====== Vorgegebener Text

Für Desktops ist der CFQ gedacht, der statt auf maximalen Durchsatz auf Gerechtigkeit zwischen den Prozessen optimiert und damit Latenzzeiten vermindert, die beim antizipatorischen IO-Scheduler schon mal in den Sekundenbereich kommen können.

Ich hab vor einiger Zeit auf CFQ umgestellt und bild mir ein, dass seither das System bei Kopieraktionen u.Ä. im Hintergrund tatsächlich flüssiger läuft. Die Hänger, die XFS und Reiser4 manchmal produzieren, sind damit aber nicht ganz weg.

----------

## dakjo

XFS produziert haenger?

Kann ich hier nicht nachvollziehen.

----------

## LinuxSmiley

Ich scheine blind zu sein - wo ist die Einstellung des Schedulers in der Kernel-Konfiguration? Oder habe ich die Option nicht, weil ich den ck-Kernel benutze (2.6.10-ck2)?

----------

## ralph

Device Drivers -> Block Devices -> IO Schedulers

----------

## Lenz

Irgendwie hab ich bei mir alle 3 fest einkompiliert. Kann man irgendwie herausfinden welchen er nun verwendet? Vielleicht sollte ich die überflüssigen zwei rausschmeißen. Welcher nun der geeignetste für ein Desktop-System ist, würde mich auch mal interessieren.

----------

## c07

 *LinuxSmiley wrote:*   

> Ich scheine blind zu sein - wo ist die Einstellung des Schedulers in der Kernel-Konfiguration? Oder habe ich die Option nicht, weil ich den ck-Kernel benutze (2.6.10-ck2)?

 

Zumindest in 2.6.9 sind alle verfügbaren standardmäßig drin (in General Setup -> Standard Kernel Features), können aber nur per Bootparameter (z.B. elevator=cfq ) tatsächlich gewählt werden. In ck gibts AFAIK noch einige mehr zur Auswahl.

Welcher aktiv ist, steht normalerweise irgendwo in dmesg und kann indirekt aus dem Inhalt von /sys/block/*/queue/iosched geschlossen werden, wo man jeweils unterschiedliche Feinjustierungen vornehmen kann.

 *dakjo wrote:*   

> XFS produziert haenger?

 

Selten; vor allem bei einem umount direkt nach einer ausgedehnten Kopieraktion. Bei Reiser4 ist es aber krasser.

============
====== Bereitgestelltes Material

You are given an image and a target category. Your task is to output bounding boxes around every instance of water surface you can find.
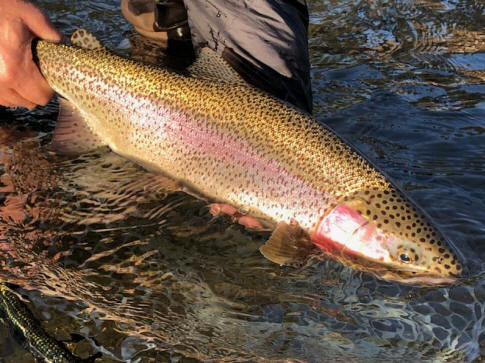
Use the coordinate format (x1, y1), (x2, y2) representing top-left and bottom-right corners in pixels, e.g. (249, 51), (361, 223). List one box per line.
(0, 0), (485, 362)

============

- **Aufgaben**
[a] Welcher IO-Scheduler ist laut dem Text über IO-Scheduler für Desktops gedacht?
[b] Gib aus dem Text über IO-Scheduler den Abschnitt von „Zumindest in 2.6.9“ bis „es aber krasser.“ wörtlich wieder.

- **Antworten**
[a] Für Desktops ist der CFQ gedacht.

[b]
Zumindest in 2.6.9 sind alle verfügbaren standardmäßig drin (in General Setup -> Standard Kernel Features), können aber nur per Bootparameter (z.B. elevator=cfq ) tatsächlich gewählt werden. In ck gibts AFAIK noch einige mehr zur Auswahl.

Welcher aktiv ist, steht normalerweise irgendwo in dmesg und kann indirekt aus dem Inhalt von /sys/block/*/queue/iosched geschlossen werden, wo man jeweils unterschiedliche Feinjustierungen vornehmen kann.

 *dakjo wrote:*   

> XFS produziert haenger?

 

Selten; vor allem bei einem umount direkt nach einer ausgedehnten Kopieraktion. Bei Reiser4 ist es aber krasser.